--- Assignment ---
Repeat the records exactly, so that each line matches the original.
=== Section Start ===
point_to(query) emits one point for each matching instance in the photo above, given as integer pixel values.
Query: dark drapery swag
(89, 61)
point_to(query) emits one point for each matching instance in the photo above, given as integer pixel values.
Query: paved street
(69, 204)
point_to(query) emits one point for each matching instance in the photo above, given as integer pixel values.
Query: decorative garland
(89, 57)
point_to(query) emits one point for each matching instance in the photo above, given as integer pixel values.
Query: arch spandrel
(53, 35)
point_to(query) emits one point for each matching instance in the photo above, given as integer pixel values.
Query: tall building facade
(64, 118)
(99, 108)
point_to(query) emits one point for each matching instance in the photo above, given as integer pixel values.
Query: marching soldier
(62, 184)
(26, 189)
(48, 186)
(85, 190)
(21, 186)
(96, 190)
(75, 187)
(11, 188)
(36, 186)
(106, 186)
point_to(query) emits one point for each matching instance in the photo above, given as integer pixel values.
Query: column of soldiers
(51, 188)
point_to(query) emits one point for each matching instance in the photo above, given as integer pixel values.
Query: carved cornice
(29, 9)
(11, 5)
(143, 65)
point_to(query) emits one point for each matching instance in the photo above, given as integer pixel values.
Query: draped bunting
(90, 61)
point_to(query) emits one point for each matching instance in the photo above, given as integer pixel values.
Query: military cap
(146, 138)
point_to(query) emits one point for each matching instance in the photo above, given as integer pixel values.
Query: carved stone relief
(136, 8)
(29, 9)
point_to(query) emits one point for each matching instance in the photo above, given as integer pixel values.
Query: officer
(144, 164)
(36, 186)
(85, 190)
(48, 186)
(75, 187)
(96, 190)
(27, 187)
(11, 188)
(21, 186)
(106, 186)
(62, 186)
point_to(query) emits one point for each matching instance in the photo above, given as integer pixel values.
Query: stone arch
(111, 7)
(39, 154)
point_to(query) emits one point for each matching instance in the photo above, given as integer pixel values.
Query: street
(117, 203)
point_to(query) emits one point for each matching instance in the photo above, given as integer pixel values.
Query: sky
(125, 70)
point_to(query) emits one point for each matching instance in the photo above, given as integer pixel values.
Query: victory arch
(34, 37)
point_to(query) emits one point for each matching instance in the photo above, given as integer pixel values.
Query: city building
=== Section End ===
--- Exercise answer ---
point_to(query) emits one point for each matching instance in the photo above, given as integer pixel values.
Query: dark drapery swag
(89, 61)
point_to(query) emits one point for each matching instance in the photo above, given as integer pixel values.
Query: paved street
(69, 204)
point_to(query) emits one point for each matching instance in the photo above, given as integer pixel values.
Query: decorative garland
(89, 57)
point_to(query) emits one point for each matching instance in the photo above, given as integer pixel values.
Query: arch spandrel
(53, 35)
point_to(query) emits one point for each matching instance in the photo above, given as integer pixel values.
Query: tall building facade
(64, 118)
(99, 108)
point_to(query) emits one point for each matching instance in the photo above, given as integer pixel values.
Query: marching soldier
(62, 184)
(26, 189)
(48, 186)
(85, 190)
(21, 186)
(96, 190)
(75, 187)
(11, 188)
(36, 186)
(106, 186)
point_to(query) emits one point for each matching instance in the photo above, given as integer pixel values.
Query: column of soldiers
(51, 188)
point_to(query) emits one point for each matching instance in the photo above, given as integer pixel values.
Query: carved cornice
(29, 9)
(11, 5)
(143, 65)
point_to(query) emits one point for each matching instance in the photo above, given as integer pixel values.
Query: draped bunting
(90, 61)
point_to(query) emits one point for each matching instance in the photo above, given as integer pixel values.
Query: military cap
(146, 138)
point_to(query) emits one point for each matching instance in the photo above, given as integer pixel values.
Query: carved stone relief
(136, 8)
(29, 9)
point_to(query) emits one point for each matching instance in the photo above, given as integer pixel values.
Query: officer
(144, 164)
(36, 186)
(85, 190)
(48, 186)
(75, 187)
(96, 190)
(27, 187)
(11, 188)
(21, 186)
(106, 186)
(62, 186)
point_to(query) emits one point for each matching instance in the photo above, given as integer pixel values.
Query: stone arch
(111, 7)
(39, 154)
point_to(query) emits one point for each matching instance in the photo above, given as integer pixel values.
Query: street
(117, 203)
point_to(query) emits one point for each matching instance in the photo above, given as integer pixel values.
Query: sky
(125, 70)
point_to(query) emits one point for each matching instance in the photo above, given as integer pixel values.
Query: victory arch
(34, 37)
point_to(query) emits one point for each matching instance in the photo above, given as integer pixel values.
Query: city building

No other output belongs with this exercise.